- **Exercise aim**: Present each line of the rows below as a Markdown table with the columns No. and Line, giving every line its number and leaving out blank lines.

[Shape labeling records]
----

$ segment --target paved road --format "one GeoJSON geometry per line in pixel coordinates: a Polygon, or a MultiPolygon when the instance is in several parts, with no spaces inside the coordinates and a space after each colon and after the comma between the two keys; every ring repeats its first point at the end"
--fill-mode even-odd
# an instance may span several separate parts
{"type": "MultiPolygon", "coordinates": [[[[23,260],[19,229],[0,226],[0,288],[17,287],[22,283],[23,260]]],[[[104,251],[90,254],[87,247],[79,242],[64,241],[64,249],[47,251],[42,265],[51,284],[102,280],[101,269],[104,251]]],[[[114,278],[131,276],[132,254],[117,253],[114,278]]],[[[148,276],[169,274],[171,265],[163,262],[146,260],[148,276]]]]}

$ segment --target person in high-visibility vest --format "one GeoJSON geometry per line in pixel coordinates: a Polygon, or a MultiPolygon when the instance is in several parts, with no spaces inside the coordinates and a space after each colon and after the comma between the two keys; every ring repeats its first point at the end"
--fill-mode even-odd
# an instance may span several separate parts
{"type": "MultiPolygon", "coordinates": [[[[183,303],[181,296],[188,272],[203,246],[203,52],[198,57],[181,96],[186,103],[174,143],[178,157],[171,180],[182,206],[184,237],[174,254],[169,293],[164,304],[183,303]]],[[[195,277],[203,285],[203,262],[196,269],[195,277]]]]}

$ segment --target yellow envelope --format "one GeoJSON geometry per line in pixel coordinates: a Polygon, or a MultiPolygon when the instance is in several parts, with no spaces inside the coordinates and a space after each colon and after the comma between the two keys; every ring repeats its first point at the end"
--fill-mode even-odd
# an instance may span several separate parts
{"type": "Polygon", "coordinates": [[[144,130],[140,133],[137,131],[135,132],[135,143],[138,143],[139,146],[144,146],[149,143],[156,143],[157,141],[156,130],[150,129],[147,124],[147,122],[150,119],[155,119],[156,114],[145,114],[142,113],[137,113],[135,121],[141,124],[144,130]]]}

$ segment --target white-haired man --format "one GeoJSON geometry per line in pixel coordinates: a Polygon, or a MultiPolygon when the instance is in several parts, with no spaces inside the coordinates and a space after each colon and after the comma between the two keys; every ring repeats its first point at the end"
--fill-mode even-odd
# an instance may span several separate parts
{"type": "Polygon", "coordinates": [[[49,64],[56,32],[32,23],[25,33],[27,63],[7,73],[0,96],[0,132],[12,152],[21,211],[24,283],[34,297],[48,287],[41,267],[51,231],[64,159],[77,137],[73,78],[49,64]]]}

----

- **The answer**:
| No. | Line |
|---|---|
| 1 | $ segment --target paved road --format "one GeoJSON geometry per line in pixel coordinates: a Polygon, or a MultiPolygon when the instance is in several parts, with no spaces inside the coordinates and a space after each colon and after the comma between the two keys; every ring repeats its first point at the end" |
| 2 | --fill-mode even-odd |
| 3 | # an instance may span several separate parts |
| 4 | {"type": "MultiPolygon", "coordinates": [[[[23,260],[19,229],[0,226],[0,288],[17,287],[22,283],[23,260]]],[[[104,251],[90,254],[87,247],[79,242],[64,241],[64,249],[47,251],[42,265],[51,284],[102,280],[101,269],[104,251]]],[[[114,278],[131,276],[132,254],[117,253],[114,278]]],[[[148,276],[169,274],[171,265],[163,262],[146,260],[148,276]]]]} |
| 5 | $ segment --target person in high-visibility vest --format "one GeoJSON geometry per line in pixel coordinates: a Polygon, or a MultiPolygon when the instance is in several parts, with no spaces inside the coordinates and a space after each colon and after the comma between the two keys; every ring repeats its first point at the end" |
| 6 | --fill-mode even-odd |
| 7 | # an instance may span several separate parts |
| 8 | {"type": "MultiPolygon", "coordinates": [[[[183,303],[181,296],[188,272],[203,246],[203,52],[198,57],[181,96],[186,103],[174,143],[178,157],[171,180],[182,206],[184,237],[174,254],[169,293],[164,304],[183,303]]],[[[195,277],[203,285],[203,262],[196,269],[195,277]]]]} |
| 9 | $ segment --target yellow envelope --format "one GeoJSON geometry per line in pixel coordinates: a Polygon, or a MultiPolygon when the instance is in several parts, with no spaces inside the coordinates and a space after each colon and after the comma between the two keys; every ring repeats its first point at the end" |
| 10 | --fill-mode even-odd |
| 11 | # an instance may span several separate parts |
| 12 | {"type": "Polygon", "coordinates": [[[144,130],[140,133],[137,131],[135,132],[135,143],[138,143],[139,146],[144,146],[149,143],[156,143],[157,141],[156,130],[150,129],[147,124],[147,122],[150,119],[155,119],[156,114],[145,114],[142,113],[137,113],[135,121],[141,124],[144,130]]]} |
| 13 | $ segment --target white-haired man --format "one GeoJSON geometry per line in pixel coordinates: a Polygon, or a MultiPolygon when the instance is in several parts, with no spaces inside the coordinates and a space after each colon and after the comma between the two keys; every ring repeats its first point at the end" |
| 14 | --fill-mode even-odd |
| 15 | # an instance may span several separate parts |
| 16 | {"type": "Polygon", "coordinates": [[[49,64],[56,32],[32,23],[25,33],[27,63],[7,73],[0,96],[0,132],[12,152],[21,211],[24,283],[34,297],[48,287],[41,267],[51,231],[64,159],[77,137],[73,78],[49,64]]]} |